Exercise inputs:
· · · · ·

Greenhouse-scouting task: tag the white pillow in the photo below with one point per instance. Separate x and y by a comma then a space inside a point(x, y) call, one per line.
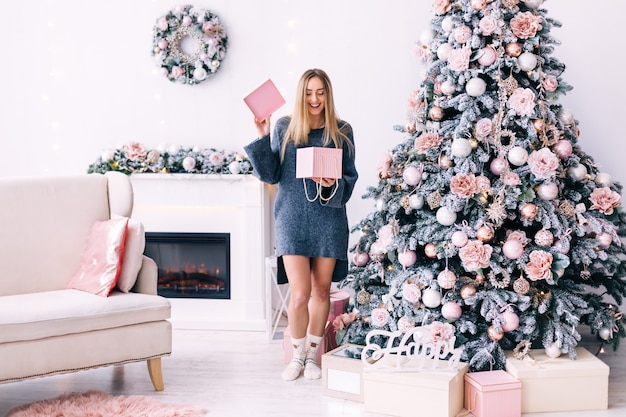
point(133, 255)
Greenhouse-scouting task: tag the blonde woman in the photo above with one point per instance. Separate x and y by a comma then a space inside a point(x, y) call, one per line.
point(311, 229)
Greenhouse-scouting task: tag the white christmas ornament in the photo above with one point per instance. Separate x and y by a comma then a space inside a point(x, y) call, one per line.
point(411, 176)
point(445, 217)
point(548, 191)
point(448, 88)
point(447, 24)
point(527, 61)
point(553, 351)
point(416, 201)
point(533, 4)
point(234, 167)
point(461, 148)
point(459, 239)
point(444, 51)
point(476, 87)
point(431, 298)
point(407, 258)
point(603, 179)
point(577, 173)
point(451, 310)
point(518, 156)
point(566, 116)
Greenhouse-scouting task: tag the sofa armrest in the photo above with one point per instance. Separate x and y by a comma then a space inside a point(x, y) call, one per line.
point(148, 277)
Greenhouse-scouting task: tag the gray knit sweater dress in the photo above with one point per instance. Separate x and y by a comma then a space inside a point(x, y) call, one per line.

· · · · ·

Task to carry out: Put every line of the records above into a numbered list, skipping any blank lines. Leave the pictures out of your list.

Finished exercise:
1. Greenhouse-scouting task: tag the white pillow in the photo below with one point per instance. Separate x and y by a comma then a space inside a point(x, y) call, one per line.
2. point(133, 255)
3. Greenhouse-scouting task: tag the blonde woman in the photo above with one point per instance. Separate x and y by a comma then a space inside a point(x, y) call, one per line.
4. point(311, 229)
5. Greenhouse-scouting task: tag the white christmas ornament in the photo above with one point per instance. Separate x and y by a comma then a space inside a point(x, y) call, one per line.
6. point(411, 176)
7. point(445, 217)
8. point(548, 191)
9. point(448, 88)
10. point(447, 24)
11. point(527, 61)
12. point(553, 351)
13. point(416, 201)
14. point(533, 4)
15. point(234, 167)
16. point(461, 148)
17. point(459, 239)
18. point(444, 51)
19. point(476, 87)
20. point(431, 298)
21. point(407, 258)
22. point(603, 179)
23. point(577, 173)
24. point(451, 310)
25. point(518, 156)
26. point(566, 116)
27. Greenhouse-scouting task: tag the sofa armrest in the photo above with one point per instance. Separate x and y by a comma then a space inside a point(x, y) call, one per line.
28. point(148, 277)
29. Greenhouse-scouting task: tag the gray knit sweater dress in the photo above with one point per instance. Separate x and y by a comma then a space inside a point(x, y) call, one per line.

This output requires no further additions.